#### TEXTO DE LECTURA

----------------------------------------

El único sobreviviente
Aún después de que se me salvara de ahogarme, seguía necesitando que me rescataran.
Era una mañana nublada de diciembre de 1973, pero el tiempo no reflejaba mi estado de ánimo. De pie en la cubierta de un carguero en compañía de mis padres y mis dos hermanos menores, estaba muy contento mientras nos alejábamos de nuestra pequeña isla del Pacífico Sur. El barco se llamaba Uluilakeba e iba rumbo a Suva, la capital de las islas Fiji.
Para un jovencito de 12 años de la isla de Ono-i-Lau, una de las más alejadas, viajar a la gran ciudad no era una experiencia cotidiana. Junto con mis padres y mis dos hermanos, había aguardado con ansiedad la llegada de ese día. Los cinco viajábamos a Suva para bautizarnos en La Iglesia de Jesucristo de los Santos de los Últimos Días.
La búsqueda de la verdad
La luz del Evangelio restaurado había brillado por primera vez en nuestro hogar de forma extraordinaria. Mi padre, Mosese, fue criado en la confesión metodista, pero tras años y años de estudio personal de la Biblia, había llegado a la conclusión de que la verdadera Iglesia de Jesucristo que se describía en las Santas Escrituras no se conocía en nuestra pequeña isla. Jamás permitió a su familia asistir a servicio religioso alguno, no obstante que cada día nos reuníamos a su alrededor mientras nos instruía de la Biblia. Con el paso de los años, mientras mi padre seguía escudriñando las Escrituras, cada vez se convenció más de que la verdadera Iglesia de Jesucristo no existía.
Permanecimos en esas tinieblas hasta que, finalmente, en 1971, nuestro primo Siga regresó para una breve visita. Él se había ido a vivir a Hawai, por lo que nos animó esa inesperada reunión. Inmediatamente, mi madre preparó té para nuestro visitante pero, para nuestra sorpresa, lo rechazó. Nos explicó que, estando en Hawai, se había bautizado en la Iglesia Mormona y ya no tomaba té. Mi padre, que nunca había oído hablar de esa religión, le preguntó: “¿Qué clase de iglesia es ésa?”. Siga sugirió que lo buscara en el diccionario, y en la entrada “Mormón”, mi padre leyó: “La Iglesia de Jesucristo de los Santos de los Últimos Días”.

----------------------------------------

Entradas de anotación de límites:
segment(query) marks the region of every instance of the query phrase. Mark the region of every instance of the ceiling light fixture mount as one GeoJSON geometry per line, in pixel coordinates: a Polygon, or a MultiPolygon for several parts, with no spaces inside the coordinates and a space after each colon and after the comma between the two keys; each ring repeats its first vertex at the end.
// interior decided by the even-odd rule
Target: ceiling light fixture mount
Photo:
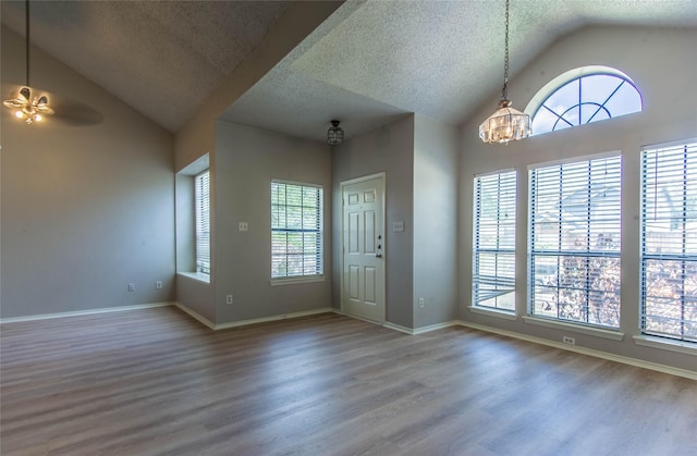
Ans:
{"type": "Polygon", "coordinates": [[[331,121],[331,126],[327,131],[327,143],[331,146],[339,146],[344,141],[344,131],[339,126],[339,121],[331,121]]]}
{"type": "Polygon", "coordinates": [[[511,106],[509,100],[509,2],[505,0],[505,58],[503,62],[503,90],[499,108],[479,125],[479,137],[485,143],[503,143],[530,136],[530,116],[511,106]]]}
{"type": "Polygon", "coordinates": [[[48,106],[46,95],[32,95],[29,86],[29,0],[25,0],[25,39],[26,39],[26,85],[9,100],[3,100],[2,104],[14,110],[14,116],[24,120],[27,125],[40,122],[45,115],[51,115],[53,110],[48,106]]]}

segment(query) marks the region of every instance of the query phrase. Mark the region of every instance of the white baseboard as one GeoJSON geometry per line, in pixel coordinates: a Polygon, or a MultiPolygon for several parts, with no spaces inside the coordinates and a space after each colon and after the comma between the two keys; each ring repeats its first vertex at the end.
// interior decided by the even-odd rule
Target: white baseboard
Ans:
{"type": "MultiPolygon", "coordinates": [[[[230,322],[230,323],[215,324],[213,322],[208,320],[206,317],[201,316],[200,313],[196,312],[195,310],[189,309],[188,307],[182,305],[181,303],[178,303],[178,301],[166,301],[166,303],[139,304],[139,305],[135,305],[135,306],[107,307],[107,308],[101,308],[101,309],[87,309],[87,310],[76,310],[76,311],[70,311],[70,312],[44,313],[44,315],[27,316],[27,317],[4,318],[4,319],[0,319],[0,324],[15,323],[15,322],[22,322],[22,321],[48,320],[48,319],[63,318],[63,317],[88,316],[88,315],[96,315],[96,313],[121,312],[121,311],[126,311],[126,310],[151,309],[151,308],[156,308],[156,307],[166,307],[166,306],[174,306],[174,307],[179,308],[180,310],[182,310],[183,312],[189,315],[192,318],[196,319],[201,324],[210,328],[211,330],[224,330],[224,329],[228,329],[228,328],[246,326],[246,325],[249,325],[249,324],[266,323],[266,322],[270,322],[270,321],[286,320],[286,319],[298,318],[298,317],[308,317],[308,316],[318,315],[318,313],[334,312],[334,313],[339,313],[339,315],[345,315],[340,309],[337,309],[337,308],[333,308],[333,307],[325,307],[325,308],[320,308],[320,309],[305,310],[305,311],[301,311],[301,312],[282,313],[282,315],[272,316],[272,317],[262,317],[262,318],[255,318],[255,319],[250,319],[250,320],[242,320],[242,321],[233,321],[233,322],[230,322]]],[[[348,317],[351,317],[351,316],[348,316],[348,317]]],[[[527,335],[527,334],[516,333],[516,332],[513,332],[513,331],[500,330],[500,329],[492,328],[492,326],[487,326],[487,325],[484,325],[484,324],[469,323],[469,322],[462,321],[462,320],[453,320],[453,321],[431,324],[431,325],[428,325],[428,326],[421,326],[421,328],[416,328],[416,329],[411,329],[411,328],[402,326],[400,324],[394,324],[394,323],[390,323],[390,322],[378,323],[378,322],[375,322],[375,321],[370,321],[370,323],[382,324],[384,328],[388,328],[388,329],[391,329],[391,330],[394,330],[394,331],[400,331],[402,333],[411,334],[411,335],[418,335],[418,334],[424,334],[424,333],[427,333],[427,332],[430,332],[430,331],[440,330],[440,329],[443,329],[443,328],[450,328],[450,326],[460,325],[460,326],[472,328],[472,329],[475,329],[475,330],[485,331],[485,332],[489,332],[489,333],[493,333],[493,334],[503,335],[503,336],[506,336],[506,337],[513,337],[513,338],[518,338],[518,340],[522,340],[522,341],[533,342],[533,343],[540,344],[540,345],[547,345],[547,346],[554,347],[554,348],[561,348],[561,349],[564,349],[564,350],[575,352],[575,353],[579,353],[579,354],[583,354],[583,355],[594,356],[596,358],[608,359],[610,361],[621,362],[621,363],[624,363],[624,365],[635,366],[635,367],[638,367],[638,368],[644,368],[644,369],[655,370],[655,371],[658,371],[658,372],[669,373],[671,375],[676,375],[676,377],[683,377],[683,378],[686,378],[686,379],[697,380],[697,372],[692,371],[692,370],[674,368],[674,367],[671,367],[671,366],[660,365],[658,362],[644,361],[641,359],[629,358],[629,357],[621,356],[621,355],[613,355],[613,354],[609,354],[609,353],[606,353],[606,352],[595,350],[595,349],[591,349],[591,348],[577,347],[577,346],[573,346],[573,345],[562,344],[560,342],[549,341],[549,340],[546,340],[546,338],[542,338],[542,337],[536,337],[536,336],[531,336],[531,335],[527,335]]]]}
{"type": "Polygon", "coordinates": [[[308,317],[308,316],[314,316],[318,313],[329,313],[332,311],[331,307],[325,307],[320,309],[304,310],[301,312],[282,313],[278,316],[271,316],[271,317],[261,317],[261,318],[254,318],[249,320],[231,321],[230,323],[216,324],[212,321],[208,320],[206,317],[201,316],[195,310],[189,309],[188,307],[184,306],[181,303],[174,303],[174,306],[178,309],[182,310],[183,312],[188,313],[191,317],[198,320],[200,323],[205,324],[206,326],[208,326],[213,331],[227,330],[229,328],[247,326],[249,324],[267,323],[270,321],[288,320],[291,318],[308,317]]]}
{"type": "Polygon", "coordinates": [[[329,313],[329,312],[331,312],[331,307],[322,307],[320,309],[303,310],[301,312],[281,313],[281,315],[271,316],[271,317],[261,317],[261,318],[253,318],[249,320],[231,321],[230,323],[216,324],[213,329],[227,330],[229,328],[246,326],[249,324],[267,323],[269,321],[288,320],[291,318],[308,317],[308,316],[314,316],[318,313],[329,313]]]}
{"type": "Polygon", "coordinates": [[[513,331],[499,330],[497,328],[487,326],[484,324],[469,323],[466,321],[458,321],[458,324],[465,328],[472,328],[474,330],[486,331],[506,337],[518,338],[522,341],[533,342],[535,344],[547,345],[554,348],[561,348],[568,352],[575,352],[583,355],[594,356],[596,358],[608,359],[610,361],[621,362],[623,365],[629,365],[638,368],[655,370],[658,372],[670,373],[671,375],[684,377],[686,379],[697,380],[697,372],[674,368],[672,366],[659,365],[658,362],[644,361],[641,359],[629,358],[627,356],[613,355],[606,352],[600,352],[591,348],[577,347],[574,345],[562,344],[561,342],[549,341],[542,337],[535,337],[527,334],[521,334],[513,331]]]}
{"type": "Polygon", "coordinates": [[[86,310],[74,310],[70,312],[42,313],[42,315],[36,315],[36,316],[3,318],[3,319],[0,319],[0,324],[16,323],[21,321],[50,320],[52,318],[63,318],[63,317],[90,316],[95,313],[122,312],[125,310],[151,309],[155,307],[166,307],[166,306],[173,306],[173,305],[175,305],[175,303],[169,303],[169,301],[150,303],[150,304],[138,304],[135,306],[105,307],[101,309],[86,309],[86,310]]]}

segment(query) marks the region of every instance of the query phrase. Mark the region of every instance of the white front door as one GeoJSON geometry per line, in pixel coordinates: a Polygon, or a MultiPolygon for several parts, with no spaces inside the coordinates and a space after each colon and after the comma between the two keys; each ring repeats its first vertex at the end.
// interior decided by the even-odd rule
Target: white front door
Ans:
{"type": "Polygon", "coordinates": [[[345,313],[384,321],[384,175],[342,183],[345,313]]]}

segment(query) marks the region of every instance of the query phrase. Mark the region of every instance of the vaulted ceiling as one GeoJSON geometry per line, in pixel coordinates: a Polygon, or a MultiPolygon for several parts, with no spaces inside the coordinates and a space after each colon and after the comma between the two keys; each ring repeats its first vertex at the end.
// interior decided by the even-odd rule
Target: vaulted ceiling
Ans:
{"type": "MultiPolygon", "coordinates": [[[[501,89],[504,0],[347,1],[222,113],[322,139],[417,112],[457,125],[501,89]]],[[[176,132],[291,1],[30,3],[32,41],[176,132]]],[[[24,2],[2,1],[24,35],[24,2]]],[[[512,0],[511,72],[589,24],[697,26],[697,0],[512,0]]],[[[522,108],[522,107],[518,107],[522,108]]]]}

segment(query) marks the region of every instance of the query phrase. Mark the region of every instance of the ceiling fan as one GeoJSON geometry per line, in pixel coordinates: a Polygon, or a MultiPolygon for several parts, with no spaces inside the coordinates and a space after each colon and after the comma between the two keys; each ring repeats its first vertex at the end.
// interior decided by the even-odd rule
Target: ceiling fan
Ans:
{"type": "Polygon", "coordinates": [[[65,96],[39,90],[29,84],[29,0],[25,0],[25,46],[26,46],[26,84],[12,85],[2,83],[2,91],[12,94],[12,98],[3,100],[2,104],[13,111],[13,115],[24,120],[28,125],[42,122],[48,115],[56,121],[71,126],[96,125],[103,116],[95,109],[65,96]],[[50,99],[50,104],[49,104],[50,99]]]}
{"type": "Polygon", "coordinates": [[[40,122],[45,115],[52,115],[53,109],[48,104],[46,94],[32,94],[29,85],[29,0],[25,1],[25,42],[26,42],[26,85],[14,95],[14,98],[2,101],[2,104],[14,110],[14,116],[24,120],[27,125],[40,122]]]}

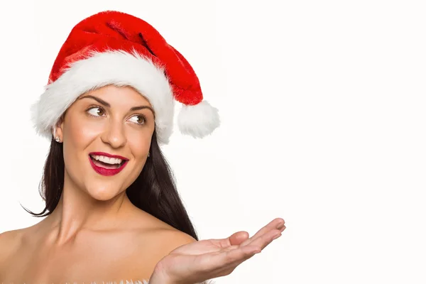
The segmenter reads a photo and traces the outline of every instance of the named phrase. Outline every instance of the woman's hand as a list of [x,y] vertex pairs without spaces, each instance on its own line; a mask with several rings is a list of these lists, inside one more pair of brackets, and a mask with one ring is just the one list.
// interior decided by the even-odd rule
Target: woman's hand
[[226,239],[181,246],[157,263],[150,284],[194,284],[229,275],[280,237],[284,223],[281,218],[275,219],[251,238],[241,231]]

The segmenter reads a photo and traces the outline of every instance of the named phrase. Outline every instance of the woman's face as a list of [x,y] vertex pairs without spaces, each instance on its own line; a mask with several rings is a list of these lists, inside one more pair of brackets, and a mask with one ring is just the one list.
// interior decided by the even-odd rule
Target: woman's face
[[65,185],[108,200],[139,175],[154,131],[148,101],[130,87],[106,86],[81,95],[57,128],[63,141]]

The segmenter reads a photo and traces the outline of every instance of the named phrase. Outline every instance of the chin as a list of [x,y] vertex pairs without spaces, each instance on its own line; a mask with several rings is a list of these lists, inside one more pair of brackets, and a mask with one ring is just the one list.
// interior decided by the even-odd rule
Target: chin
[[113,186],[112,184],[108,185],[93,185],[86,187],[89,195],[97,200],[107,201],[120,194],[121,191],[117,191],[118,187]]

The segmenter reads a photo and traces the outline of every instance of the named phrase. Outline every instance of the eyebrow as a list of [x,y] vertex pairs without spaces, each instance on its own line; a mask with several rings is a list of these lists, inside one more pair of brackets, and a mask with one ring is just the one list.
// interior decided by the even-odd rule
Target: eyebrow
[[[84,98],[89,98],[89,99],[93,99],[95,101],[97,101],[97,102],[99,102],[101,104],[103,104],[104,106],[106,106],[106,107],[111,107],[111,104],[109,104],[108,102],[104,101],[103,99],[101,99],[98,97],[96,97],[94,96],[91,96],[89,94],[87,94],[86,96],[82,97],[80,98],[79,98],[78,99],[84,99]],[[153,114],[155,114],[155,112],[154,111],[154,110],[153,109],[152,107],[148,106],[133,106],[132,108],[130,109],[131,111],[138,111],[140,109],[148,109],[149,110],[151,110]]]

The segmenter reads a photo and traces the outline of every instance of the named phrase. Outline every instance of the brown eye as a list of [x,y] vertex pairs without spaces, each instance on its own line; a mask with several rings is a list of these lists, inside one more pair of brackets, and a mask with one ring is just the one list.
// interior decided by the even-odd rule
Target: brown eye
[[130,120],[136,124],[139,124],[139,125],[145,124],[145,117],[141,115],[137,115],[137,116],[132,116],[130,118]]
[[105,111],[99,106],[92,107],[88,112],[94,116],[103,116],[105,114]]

----------------------------------------

#### EJERCICIOS PROPUESTOS
**A)** ¿Concuerda con el relato del único sobreviviente cada una de estas afirmaciones? (i) El barco en que viajaba la familia se llamaba Uluilakeba. (ii) El padre llevaba a su familia a los servicios metodistas. (iii) Siga aceptó el té que le preparó la madre. Responda sí o no en cada caso y cite las palabras del relato que lo deciden.
**B)** Prosiga el relato del único sobreviviente a partir de su última oración.
Estas entradas no guardan relación con el relato del único sobreviviente.

#### SOLUCIONES
**A)**
(i) Sí: “El barco se llamaba Uluilakeba”.
(ii) No: “Jamás permitió a su familia asistir a servicio religioso alguno”.
(iii) No: “para nuestra sorpresa, lo rechazó”.

**B)**
Inmediatamente, mi padre se puso de pie de un brinco y golpeó la mesa con el puño. En ese instante, el Espíritu Santo le había confirmado a su corazón que aquello era lo que él había estado buscando toda la vida. Su rostro cambió por completo al pedirle a Siga que le hablara de esa iglesia. Lo que siguió fue una larga conversación al empezar a leer del cuarto capítulo de Efesios y analizar “un Señor, una fe, un bautismo” (versículo 5) y la necesidad de tener profetas y apóstoles. Siga sugirió a mi padre que se pusiera en contacto con los misioneros para obtener más información.
Así fue como supimos, por primera vez, de La Iglesia de Jesucristo de los Santos de los Últimos Días. Mi padre comenzó a cartearse con el presidente Ebbie L. Davies, de la Misión Fiji Suva, quien nos envió un ejemplar del Libro de Mormón, al que le siguieron otros libros y folletos sobre la doctrina de la Iglesia. Mi padre los leyó de cabo a rabo y halló respuestas a sus preguntas. En breve, deseó de todo corazón que nuestra familia se bautizara; sin embargo, la Iglesia no se encontraba en nuestra isla y no tardamos en darnos cuenta de que, para bautizarnos, tendríamos que ir a donde estuviera la Iglesia, es decir, a Suva.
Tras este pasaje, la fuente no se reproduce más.